----- INPUT MATERIAL -----

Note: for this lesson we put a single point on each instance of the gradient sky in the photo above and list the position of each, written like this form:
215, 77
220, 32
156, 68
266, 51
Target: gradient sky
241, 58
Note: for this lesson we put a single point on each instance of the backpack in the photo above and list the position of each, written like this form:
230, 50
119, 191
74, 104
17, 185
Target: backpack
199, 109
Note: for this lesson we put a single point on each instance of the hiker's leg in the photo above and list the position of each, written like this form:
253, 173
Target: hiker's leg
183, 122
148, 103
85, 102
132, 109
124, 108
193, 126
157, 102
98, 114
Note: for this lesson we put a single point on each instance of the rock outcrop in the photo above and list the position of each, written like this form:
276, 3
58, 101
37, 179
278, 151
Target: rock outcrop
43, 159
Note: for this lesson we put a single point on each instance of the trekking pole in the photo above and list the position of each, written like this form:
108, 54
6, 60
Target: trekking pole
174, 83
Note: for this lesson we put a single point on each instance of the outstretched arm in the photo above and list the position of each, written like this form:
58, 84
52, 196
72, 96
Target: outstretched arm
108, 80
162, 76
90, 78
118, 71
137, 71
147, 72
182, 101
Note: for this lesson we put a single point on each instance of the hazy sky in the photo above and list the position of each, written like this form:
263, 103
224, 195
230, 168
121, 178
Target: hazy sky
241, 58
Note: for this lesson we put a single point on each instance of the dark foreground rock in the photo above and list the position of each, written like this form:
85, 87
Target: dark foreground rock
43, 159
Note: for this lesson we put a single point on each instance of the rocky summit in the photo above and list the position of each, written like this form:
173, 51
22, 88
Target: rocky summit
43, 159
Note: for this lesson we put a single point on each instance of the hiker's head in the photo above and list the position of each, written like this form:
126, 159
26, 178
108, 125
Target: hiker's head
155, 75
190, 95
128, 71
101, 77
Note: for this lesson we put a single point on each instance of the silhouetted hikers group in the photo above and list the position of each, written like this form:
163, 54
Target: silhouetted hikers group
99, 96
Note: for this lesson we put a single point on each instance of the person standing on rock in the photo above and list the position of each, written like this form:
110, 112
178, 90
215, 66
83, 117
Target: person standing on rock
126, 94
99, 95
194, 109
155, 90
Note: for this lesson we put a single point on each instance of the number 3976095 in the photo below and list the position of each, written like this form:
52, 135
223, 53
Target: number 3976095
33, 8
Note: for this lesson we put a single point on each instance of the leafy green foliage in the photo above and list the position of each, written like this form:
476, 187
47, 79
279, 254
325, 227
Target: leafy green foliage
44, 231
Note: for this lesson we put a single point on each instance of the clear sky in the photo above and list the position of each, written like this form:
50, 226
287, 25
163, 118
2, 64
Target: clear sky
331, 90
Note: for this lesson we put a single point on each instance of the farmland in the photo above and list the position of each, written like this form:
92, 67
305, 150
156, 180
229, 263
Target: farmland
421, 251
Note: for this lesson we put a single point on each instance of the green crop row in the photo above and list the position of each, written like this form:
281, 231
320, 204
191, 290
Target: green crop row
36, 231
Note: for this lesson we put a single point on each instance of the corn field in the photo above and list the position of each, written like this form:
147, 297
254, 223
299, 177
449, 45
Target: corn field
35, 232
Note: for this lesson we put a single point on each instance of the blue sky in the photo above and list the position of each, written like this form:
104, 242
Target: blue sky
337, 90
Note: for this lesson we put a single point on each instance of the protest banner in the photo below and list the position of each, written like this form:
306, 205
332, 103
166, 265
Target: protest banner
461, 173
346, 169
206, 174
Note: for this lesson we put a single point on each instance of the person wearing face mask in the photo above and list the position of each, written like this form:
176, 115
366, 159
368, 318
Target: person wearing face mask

-----
----- INPUT MATERIAL -----

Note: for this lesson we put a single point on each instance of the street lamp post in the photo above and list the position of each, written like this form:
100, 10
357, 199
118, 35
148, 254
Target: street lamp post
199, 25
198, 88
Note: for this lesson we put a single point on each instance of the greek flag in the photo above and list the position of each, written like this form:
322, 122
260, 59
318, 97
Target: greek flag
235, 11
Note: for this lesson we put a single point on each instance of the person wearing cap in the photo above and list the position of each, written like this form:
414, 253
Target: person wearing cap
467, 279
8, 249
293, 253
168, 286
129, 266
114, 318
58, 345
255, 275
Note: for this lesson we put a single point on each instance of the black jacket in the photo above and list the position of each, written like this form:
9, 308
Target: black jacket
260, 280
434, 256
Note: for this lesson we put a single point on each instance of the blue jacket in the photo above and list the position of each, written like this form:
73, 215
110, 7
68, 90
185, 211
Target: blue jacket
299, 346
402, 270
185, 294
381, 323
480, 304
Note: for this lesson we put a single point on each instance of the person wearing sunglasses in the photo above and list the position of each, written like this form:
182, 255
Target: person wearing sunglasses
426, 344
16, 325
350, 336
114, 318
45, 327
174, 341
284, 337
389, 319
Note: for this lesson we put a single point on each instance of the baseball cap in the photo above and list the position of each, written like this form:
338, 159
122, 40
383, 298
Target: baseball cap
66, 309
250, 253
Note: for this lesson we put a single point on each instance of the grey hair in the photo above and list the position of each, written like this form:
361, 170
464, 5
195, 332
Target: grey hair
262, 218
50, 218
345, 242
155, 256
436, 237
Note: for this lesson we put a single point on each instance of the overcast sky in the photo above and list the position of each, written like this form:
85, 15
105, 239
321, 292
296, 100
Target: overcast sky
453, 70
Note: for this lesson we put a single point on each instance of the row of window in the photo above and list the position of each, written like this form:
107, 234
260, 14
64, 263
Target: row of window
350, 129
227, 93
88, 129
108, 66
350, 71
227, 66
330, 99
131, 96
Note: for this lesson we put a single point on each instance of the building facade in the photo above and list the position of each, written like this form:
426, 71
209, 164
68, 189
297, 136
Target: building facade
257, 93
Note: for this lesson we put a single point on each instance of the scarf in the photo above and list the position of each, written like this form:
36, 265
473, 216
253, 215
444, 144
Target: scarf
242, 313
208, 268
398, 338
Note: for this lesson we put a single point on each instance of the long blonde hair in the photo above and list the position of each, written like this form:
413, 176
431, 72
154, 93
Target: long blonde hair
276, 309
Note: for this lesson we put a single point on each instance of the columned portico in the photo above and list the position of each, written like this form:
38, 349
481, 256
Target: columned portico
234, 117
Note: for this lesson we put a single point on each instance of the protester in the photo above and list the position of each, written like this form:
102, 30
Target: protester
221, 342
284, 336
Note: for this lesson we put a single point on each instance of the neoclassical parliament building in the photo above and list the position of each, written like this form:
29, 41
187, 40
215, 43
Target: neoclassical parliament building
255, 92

-----

▶ _EXERCISE OBJECTIVE_
Within the data above, filter for lines containing the word "face" and copy each one.

▶ _ANSWER TO THE EXERCISE_
Note: for this lesson we put a single point on each instance of the person wearing face mask in the photo above and list the position of each, written like this form:
Target: person wearing face mask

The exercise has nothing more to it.